**Passage fourni**:
════════════════════
La raison numérique associée à la raison graphique constitue ainsi un format socio-technique au sein de cette culture de l’information qui affecte les représentations mentales et cognitives. Il s’inscrit aux côté des formats cognitifs connus (visuel, scriptuel, kinétique, propositionnel) et constitue l’écran-navette en artefact cognitif car il décharge celui qui s’en sert d’une partie de ses tâches mentales (de mémorisation, de computation, de représentation, etc.). Il matérialise des opérations de grande complexité ayant pour but d’amplifier les capacités cognitives humaines et de les représenter de manière communicante et signifiante pour d’autres acteurs, humains et non-humains, avec une coordination simultanée et une construction socio-matérielle de la pensée.
Les représentations médiatiques se trouvent être des documents comme « inscriptions » dirait Bruno Latour, avec trois caractéristiques stabilisées : « mobilité », « immutabilité » et « combinabilité ». Ces caractéristiques permettent aux représentations d’être déplacées, sans pour autant changer dans le déplacement tout en pouvant se combiner à d’autres représentations (chacune conservant sa cohérence interne). Elles sont d’autant plus puissantes qu’elles sont d’ordre cognitif, produisant une certaine générativité et une réelle plasticité propre aux systèmes ouverts de l’intelligence humaine, à l’écoute de l’environnement. Elles recoupent opportunément la théorie de l’information et la culture visuelle partagée des ingénieurs, des designers et des usagers.
II. Le rapport au savoir passe par le rapport au sujet cybériste
Ces documents et représentations attenantes (un document peut-il être vide ?) constituent la culture de l’information comme « réseau cognitif » selon Merlin Donald, avec le web comme espace transactionnel et le document comme unité d’analyse et d’échange. Ils sont fortement associés à la résolution de problèmes qui souvent chez les humains passe par l’appartenance au groupe et la participation aux enjeux collectifs du lien social. Le lien social se développe en inscrivant l’individu dans un système d’intelligence distribuée à travers d’autres individus, et rompt son isolement tout en lui donnant des repères culturels et matériels. C’est en cela qu’il est étroitement associé au besoin de contrôle de la réalité et de surveillance de l’environnement, si caractéristique du dépassement constant des ressources communicationnelles et informationnelles de l’ère cybériste.
════════════════════
**Données d'étiquetage par coordonnées**:
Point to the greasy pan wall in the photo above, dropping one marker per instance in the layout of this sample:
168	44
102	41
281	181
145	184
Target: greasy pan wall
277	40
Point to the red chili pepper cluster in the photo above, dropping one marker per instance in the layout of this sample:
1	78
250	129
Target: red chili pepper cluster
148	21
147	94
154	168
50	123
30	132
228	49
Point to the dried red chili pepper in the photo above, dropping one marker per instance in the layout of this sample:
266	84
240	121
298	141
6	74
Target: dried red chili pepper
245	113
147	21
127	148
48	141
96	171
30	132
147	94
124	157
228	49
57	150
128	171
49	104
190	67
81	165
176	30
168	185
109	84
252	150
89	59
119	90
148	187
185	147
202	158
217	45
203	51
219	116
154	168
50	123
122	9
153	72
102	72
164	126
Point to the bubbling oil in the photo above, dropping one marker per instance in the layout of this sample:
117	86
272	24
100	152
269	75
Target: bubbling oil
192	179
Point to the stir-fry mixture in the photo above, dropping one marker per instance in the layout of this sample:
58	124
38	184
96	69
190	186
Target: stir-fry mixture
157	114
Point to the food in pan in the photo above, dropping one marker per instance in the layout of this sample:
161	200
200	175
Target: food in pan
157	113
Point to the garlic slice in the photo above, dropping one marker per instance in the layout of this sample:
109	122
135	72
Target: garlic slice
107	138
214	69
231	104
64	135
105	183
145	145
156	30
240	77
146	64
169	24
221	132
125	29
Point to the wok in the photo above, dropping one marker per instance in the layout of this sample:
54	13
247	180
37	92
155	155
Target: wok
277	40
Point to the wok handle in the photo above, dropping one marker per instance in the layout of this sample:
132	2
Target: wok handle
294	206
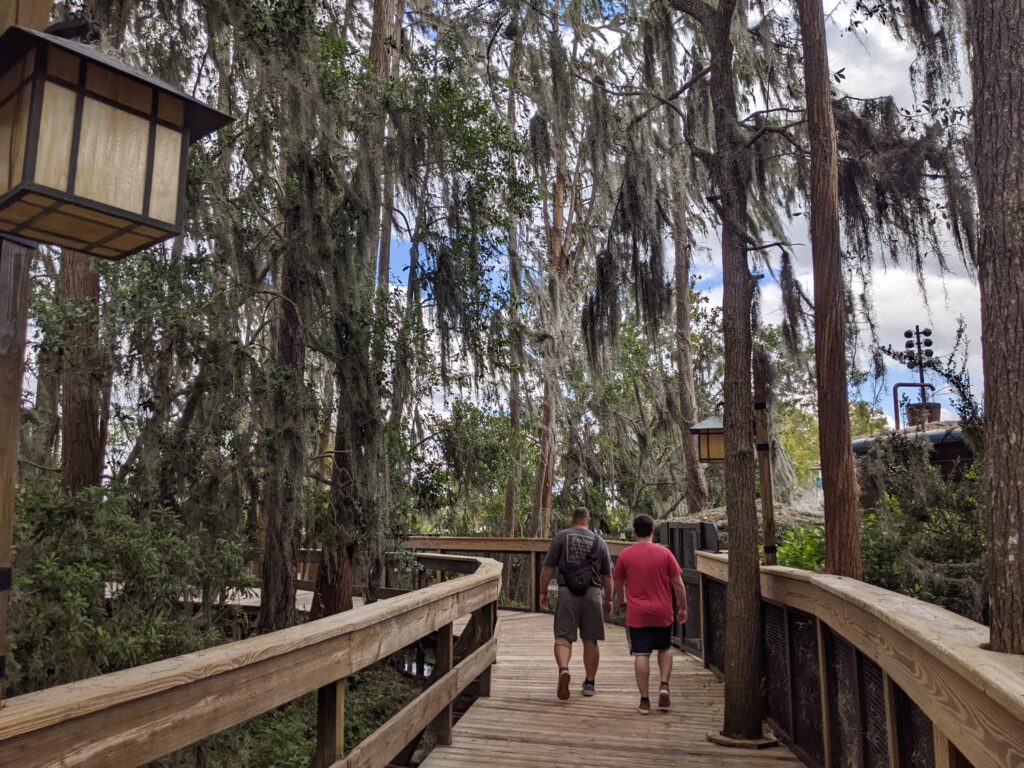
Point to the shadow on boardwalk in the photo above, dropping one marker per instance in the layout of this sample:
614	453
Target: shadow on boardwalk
522	724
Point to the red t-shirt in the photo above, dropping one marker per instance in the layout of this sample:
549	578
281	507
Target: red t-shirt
647	569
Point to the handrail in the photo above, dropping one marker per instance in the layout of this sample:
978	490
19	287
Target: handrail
974	697
494	544
134	716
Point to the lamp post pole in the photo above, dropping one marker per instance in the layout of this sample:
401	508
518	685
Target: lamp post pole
763	436
15	263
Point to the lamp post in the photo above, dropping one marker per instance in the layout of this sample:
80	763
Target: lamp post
919	346
92	158
710	435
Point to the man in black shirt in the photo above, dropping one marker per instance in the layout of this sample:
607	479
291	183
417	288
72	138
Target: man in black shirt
580	559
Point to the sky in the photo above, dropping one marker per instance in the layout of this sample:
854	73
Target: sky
876	65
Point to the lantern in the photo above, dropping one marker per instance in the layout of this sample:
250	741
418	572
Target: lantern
711	439
92	155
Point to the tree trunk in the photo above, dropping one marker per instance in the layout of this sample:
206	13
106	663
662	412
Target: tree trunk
286	457
696	484
996	39
82	448
518	355
838	472
743	706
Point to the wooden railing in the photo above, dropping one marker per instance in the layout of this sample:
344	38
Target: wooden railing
859	676
132	717
530	551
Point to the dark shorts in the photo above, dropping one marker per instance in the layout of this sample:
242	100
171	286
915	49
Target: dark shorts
583	613
644	640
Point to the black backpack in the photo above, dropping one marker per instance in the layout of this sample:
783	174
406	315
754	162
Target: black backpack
580	577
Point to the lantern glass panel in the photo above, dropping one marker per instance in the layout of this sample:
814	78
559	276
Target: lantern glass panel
92	155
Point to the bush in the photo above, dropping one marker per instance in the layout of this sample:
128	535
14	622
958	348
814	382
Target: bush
97	588
803	548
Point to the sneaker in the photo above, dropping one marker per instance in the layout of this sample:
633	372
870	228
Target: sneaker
563	684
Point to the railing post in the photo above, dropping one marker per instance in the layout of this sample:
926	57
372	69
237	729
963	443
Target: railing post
488	620
330	724
823	682
443	664
535	596
891	734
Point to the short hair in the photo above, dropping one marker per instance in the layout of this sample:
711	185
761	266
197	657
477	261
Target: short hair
643	526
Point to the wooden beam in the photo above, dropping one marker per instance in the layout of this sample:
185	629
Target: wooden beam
330	724
442	665
823	683
377	750
15	264
935	655
132	717
892	737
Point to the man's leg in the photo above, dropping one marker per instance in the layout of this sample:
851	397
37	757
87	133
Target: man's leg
563	652
641	665
591	657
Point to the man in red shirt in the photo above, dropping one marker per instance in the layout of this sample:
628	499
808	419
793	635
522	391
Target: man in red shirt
646	574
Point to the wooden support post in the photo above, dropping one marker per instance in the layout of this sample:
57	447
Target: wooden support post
15	262
330	724
487	617
535	595
764	456
443	665
892	736
705	630
823	682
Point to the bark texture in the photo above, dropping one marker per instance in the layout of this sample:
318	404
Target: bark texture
996	39
731	174
82	446
838	472
696	484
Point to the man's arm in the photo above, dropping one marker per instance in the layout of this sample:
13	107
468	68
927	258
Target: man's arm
681	606
547	572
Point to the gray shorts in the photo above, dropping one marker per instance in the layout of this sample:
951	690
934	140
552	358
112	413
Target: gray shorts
583	612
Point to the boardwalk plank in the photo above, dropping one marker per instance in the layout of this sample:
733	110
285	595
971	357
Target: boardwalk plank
522	724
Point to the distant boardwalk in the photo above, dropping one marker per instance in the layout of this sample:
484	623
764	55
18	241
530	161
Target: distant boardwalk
522	724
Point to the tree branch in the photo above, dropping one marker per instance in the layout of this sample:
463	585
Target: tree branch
697	9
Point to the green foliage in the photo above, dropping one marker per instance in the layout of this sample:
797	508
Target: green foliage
71	550
803	548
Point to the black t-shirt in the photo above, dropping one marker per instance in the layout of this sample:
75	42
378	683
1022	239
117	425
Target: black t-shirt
571	547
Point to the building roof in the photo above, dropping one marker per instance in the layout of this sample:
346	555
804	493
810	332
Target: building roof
935	433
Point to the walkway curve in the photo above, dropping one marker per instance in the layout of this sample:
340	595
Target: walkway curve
523	724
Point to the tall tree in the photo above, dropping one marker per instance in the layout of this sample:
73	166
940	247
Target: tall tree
838	472
731	172
82	443
996	38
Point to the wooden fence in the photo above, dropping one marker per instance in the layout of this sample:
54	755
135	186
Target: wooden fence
859	676
521	559
129	718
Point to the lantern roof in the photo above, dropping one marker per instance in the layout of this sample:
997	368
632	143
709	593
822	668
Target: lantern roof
200	119
712	423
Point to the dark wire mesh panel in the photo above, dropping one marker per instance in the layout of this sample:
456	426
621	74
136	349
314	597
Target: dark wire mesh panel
844	702
872	714
777	670
717	616
806	687
913	731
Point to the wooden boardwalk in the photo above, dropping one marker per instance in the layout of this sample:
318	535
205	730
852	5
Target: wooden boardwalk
523	724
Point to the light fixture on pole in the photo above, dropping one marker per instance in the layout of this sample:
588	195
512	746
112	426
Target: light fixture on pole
710	435
92	154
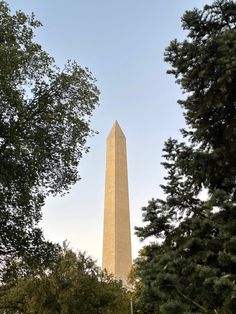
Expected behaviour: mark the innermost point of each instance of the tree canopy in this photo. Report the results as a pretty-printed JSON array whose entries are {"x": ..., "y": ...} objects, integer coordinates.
[
  {"x": 44, "y": 124},
  {"x": 191, "y": 267},
  {"x": 73, "y": 285}
]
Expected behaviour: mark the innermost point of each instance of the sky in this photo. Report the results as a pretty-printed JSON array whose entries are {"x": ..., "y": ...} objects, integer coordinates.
[{"x": 122, "y": 43}]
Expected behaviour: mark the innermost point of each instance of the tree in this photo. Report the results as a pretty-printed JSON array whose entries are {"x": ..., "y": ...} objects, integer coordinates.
[
  {"x": 74, "y": 285},
  {"x": 193, "y": 268},
  {"x": 44, "y": 123}
]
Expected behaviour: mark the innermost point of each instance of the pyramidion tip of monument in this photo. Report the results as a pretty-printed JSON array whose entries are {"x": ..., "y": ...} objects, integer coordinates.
[{"x": 116, "y": 130}]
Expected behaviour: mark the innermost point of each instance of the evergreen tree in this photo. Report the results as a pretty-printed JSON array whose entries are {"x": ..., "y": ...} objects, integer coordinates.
[{"x": 193, "y": 268}]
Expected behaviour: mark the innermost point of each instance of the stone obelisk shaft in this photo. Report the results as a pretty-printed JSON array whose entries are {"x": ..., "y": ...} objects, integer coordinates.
[{"x": 116, "y": 234}]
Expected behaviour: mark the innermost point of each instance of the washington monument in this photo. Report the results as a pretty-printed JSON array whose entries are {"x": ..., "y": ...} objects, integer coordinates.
[{"x": 116, "y": 233}]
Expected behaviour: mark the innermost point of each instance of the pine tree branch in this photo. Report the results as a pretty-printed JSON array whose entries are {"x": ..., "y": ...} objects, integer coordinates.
[{"x": 192, "y": 301}]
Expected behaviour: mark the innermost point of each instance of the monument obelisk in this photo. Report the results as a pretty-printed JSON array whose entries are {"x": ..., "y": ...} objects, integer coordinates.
[{"x": 116, "y": 233}]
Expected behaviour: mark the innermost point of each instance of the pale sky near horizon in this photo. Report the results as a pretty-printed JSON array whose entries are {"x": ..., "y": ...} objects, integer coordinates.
[{"x": 122, "y": 43}]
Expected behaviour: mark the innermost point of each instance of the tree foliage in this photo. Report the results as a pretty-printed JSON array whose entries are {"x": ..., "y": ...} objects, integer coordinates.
[
  {"x": 74, "y": 285},
  {"x": 192, "y": 266},
  {"x": 44, "y": 123}
]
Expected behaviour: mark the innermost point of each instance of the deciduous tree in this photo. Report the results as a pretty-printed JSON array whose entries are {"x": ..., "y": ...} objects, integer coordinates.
[{"x": 44, "y": 124}]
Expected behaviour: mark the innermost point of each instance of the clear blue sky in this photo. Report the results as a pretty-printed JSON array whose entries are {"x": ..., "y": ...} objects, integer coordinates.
[{"x": 122, "y": 42}]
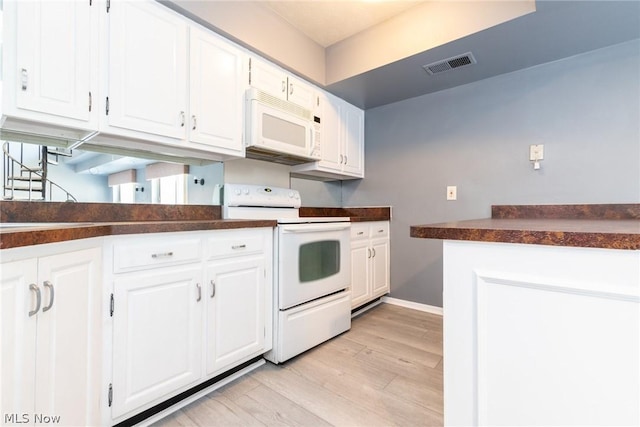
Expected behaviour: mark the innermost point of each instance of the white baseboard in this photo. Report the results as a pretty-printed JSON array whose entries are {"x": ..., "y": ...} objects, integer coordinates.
[
  {"x": 160, "y": 415},
  {"x": 414, "y": 305}
]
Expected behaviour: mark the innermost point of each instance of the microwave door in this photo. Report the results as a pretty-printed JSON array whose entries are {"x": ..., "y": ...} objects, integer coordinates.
[{"x": 282, "y": 132}]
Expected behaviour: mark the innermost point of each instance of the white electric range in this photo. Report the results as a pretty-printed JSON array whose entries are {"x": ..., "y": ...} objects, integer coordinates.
[{"x": 312, "y": 267}]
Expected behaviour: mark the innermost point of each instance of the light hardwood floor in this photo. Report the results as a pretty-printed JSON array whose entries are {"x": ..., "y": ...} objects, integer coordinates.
[{"x": 385, "y": 371}]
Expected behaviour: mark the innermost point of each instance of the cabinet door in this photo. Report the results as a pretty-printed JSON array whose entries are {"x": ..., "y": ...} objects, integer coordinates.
[
  {"x": 379, "y": 267},
  {"x": 68, "y": 337},
  {"x": 157, "y": 326},
  {"x": 147, "y": 69},
  {"x": 53, "y": 57},
  {"x": 268, "y": 78},
  {"x": 216, "y": 92},
  {"x": 235, "y": 327},
  {"x": 353, "y": 140},
  {"x": 360, "y": 289},
  {"x": 17, "y": 339},
  {"x": 331, "y": 144},
  {"x": 300, "y": 93}
]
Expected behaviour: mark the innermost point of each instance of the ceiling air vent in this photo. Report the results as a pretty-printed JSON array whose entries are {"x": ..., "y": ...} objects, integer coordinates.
[{"x": 449, "y": 64}]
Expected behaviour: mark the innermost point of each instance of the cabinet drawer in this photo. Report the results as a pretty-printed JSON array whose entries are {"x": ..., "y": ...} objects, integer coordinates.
[
  {"x": 149, "y": 252},
  {"x": 233, "y": 243},
  {"x": 379, "y": 229},
  {"x": 359, "y": 231}
]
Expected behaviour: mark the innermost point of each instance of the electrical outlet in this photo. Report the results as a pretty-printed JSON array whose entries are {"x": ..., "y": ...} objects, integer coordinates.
[{"x": 452, "y": 192}]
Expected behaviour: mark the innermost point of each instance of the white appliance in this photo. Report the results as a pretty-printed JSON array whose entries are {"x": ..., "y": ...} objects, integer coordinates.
[
  {"x": 312, "y": 271},
  {"x": 279, "y": 130}
]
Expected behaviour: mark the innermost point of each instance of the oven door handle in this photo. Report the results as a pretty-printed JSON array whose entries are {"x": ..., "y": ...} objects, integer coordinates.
[{"x": 313, "y": 228}]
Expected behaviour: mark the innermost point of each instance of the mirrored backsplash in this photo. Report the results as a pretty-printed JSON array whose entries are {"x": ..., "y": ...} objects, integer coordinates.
[{"x": 109, "y": 178}]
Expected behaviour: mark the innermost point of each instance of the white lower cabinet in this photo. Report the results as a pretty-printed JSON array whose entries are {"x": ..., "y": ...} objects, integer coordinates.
[
  {"x": 235, "y": 319},
  {"x": 186, "y": 308},
  {"x": 370, "y": 261},
  {"x": 51, "y": 334},
  {"x": 156, "y": 335}
]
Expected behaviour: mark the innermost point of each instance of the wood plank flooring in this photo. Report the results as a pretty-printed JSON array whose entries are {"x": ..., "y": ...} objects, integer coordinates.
[{"x": 385, "y": 371}]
════════════════════
**Objectif énoncé A**:
Répondez à ces questions sur le passage consacré à la culture de l'information :
(i) Quelles sont les trois caractéristiques stabilisées que Bruno Latour attribue aux « inscriptions » ?
(ii) Quels formats cognitifs connus sont énumérés entre parenthèses ?
(iii) Selon Merlin Donald, quel rôle le web joue-t-il dans le « réseau cognitif » ?
**Objectif énoncé B**: Indiquez uniquement le nombre de lignes des enregistrements qui contiennent la chaîne « texture ».
Le passage et les enregistrements forment deux ensembles distincts.

**Réponse complète A**:
(i) La mobilité, l'immutabilité et la combinabilité.
(ii) Les formats visuel, scriptuel, kinétique et propositionnel.
(iii) Le web y sert d'espace transactionnel.

**Réponse complète B**: 2